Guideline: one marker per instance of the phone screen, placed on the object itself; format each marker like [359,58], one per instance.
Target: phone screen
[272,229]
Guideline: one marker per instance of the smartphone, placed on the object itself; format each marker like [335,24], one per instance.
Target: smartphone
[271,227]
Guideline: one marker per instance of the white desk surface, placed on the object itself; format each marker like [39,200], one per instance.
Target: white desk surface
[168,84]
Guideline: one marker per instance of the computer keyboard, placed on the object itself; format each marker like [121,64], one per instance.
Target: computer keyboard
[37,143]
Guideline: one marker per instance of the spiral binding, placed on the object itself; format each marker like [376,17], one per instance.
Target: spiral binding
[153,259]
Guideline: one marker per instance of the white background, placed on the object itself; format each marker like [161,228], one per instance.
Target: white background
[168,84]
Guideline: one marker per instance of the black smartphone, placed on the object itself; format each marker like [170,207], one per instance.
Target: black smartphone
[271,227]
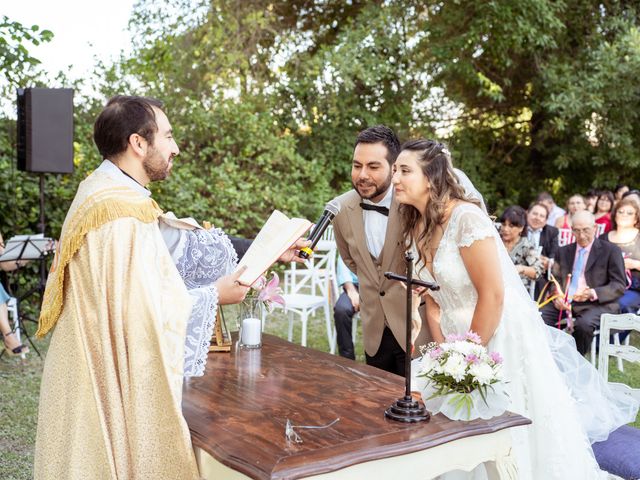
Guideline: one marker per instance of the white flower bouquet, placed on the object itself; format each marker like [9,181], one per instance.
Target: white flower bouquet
[460,379]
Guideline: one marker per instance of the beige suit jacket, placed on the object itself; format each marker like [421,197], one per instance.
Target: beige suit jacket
[382,301]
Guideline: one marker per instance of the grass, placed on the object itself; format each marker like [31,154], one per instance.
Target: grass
[20,385]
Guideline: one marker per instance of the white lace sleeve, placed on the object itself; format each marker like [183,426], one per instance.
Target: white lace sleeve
[471,224]
[201,257]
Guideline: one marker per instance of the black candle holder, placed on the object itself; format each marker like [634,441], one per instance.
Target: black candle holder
[406,409]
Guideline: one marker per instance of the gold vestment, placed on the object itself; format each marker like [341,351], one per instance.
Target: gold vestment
[112,382]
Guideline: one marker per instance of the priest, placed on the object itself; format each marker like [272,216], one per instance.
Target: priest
[131,302]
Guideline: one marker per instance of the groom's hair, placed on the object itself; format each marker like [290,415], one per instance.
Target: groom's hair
[381,134]
[123,116]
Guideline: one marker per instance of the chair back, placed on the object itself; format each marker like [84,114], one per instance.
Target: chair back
[609,322]
[565,237]
[317,276]
[532,287]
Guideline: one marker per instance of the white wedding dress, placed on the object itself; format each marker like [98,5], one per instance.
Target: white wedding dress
[549,382]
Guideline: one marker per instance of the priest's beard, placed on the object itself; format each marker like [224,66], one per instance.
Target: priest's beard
[156,167]
[379,190]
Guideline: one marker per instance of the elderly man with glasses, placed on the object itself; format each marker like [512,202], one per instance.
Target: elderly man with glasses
[591,273]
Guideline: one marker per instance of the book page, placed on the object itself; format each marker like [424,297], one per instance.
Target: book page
[275,237]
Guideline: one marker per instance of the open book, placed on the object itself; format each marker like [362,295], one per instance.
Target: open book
[275,237]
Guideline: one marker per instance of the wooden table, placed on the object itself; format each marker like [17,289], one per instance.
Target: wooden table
[238,410]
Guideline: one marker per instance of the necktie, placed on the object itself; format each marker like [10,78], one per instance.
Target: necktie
[375,208]
[575,274]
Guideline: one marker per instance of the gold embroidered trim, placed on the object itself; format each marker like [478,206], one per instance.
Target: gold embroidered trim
[91,215]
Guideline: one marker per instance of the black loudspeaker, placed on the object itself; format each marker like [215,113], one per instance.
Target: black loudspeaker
[45,130]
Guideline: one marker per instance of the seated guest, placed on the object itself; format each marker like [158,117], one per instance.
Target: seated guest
[619,191]
[590,199]
[597,280]
[634,194]
[603,210]
[9,338]
[345,308]
[514,236]
[625,234]
[555,211]
[541,235]
[575,204]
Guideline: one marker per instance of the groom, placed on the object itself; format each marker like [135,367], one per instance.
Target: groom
[369,238]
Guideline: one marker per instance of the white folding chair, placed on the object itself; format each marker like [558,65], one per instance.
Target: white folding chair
[12,308]
[565,237]
[609,322]
[616,341]
[312,287]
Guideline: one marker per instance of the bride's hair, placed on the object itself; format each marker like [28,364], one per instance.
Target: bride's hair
[435,161]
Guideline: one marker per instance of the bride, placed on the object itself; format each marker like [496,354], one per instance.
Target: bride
[459,248]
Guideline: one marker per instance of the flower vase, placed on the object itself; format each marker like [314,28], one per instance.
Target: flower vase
[467,406]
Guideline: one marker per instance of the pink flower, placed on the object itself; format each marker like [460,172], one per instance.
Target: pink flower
[473,337]
[270,293]
[471,358]
[454,338]
[435,353]
[496,357]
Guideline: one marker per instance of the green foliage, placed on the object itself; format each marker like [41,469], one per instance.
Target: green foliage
[14,55]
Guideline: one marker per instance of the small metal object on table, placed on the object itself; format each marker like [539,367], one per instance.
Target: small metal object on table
[237,413]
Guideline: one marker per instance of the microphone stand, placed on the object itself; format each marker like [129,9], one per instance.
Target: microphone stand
[406,409]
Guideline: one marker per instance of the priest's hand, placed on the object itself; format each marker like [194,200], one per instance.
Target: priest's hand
[291,254]
[230,291]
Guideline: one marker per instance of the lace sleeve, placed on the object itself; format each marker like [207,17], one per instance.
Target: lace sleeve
[199,329]
[471,224]
[206,256]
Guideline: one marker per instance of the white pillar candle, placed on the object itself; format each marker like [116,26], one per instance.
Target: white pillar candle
[251,334]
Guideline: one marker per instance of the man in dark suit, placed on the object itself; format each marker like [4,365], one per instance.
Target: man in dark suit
[542,235]
[597,280]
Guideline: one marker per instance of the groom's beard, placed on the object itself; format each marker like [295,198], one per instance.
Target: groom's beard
[379,189]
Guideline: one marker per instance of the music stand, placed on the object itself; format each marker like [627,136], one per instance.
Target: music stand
[22,248]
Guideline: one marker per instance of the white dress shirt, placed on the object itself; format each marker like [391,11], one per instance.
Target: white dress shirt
[375,224]
[112,170]
[534,236]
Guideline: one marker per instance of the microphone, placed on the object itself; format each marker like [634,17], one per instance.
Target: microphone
[331,209]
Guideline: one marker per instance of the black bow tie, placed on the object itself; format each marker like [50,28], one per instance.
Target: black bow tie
[375,208]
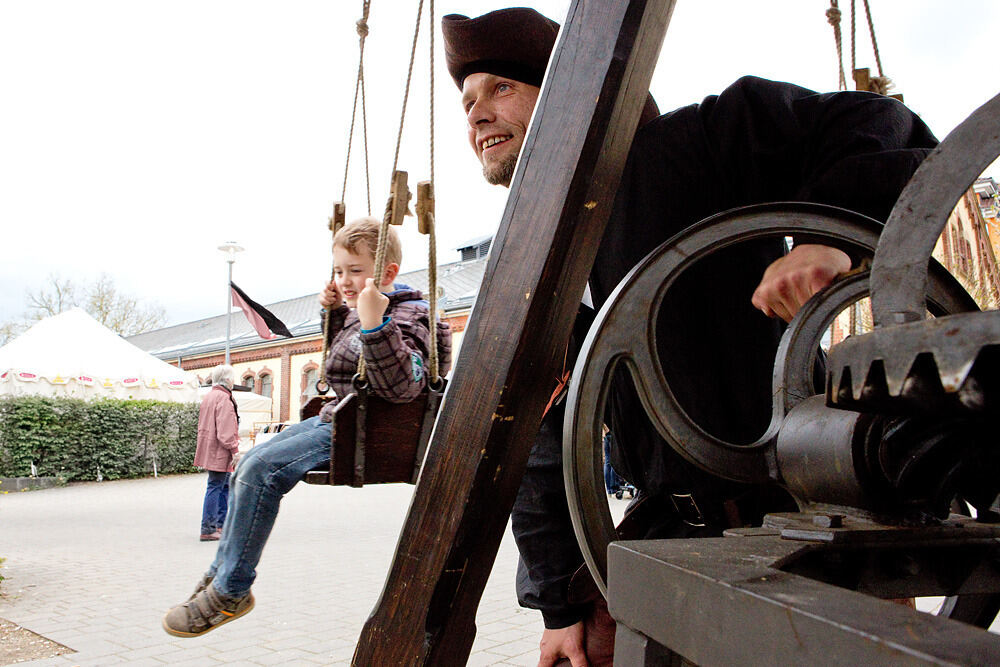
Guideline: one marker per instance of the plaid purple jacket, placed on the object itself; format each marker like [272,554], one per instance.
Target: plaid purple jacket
[395,355]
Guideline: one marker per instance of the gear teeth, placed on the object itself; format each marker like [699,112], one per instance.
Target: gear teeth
[949,364]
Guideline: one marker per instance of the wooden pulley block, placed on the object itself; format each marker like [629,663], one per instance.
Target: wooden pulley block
[425,207]
[339,217]
[399,198]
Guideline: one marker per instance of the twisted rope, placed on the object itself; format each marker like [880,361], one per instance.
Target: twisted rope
[833,15]
[384,227]
[432,237]
[359,91]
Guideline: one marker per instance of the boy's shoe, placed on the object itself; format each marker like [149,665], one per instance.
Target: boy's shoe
[206,579]
[205,611]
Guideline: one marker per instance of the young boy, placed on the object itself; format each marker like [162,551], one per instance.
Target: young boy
[390,325]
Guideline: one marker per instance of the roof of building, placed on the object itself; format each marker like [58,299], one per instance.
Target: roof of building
[458,284]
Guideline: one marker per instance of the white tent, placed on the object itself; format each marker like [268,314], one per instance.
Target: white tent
[72,354]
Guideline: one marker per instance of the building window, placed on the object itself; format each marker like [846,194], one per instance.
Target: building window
[311,375]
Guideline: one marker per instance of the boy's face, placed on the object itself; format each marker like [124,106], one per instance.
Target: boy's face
[350,271]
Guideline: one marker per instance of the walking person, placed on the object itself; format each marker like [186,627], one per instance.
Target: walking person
[218,449]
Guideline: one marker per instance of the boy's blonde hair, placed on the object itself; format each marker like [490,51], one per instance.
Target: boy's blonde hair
[365,230]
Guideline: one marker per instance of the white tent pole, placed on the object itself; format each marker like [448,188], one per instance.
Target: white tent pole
[230,248]
[229,306]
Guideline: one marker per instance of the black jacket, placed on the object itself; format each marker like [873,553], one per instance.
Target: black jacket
[759,141]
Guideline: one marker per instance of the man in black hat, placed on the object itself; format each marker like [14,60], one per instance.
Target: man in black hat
[758,141]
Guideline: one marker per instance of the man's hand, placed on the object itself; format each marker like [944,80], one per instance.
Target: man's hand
[589,643]
[330,297]
[371,305]
[563,643]
[790,281]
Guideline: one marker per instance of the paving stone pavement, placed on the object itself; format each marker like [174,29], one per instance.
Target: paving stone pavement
[94,566]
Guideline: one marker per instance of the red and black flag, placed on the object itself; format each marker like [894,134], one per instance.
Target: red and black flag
[261,319]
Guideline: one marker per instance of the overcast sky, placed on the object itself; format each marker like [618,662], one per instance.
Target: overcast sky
[137,136]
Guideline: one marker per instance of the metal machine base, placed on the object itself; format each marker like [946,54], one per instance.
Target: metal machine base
[738,600]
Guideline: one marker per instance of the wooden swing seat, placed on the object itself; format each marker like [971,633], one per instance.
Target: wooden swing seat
[374,441]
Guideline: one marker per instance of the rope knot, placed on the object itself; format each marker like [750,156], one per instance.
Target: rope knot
[881,85]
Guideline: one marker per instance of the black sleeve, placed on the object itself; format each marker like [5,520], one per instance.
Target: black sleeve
[759,141]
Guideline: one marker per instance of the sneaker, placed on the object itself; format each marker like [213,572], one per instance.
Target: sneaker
[205,611]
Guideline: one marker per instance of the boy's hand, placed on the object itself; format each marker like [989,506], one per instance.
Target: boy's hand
[371,305]
[330,297]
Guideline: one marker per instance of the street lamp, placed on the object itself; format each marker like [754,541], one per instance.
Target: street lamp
[230,248]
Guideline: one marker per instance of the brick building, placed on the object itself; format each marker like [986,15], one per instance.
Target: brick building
[286,369]
[968,248]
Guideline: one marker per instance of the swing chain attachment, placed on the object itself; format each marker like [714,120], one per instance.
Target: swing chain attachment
[399,198]
[339,217]
[360,382]
[425,207]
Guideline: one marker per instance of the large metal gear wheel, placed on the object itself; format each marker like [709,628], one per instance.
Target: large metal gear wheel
[612,342]
[908,365]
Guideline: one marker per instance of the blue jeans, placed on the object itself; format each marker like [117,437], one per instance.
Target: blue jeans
########################################
* **YOUR INSTRUCTIONS**: Output everything from the line containing "Guideline: one marker per instance of the blue" down to the end of the records as a JSON list of strings, one string per line and blank lines left out.

* **RESPONSE FOR THIS EXERCISE**:
[
  "Guideline: one marker per instance of the blue jeans, placed on the object itself; format each marker like [117,437], one per instance.",
  "Target: blue jeans"
]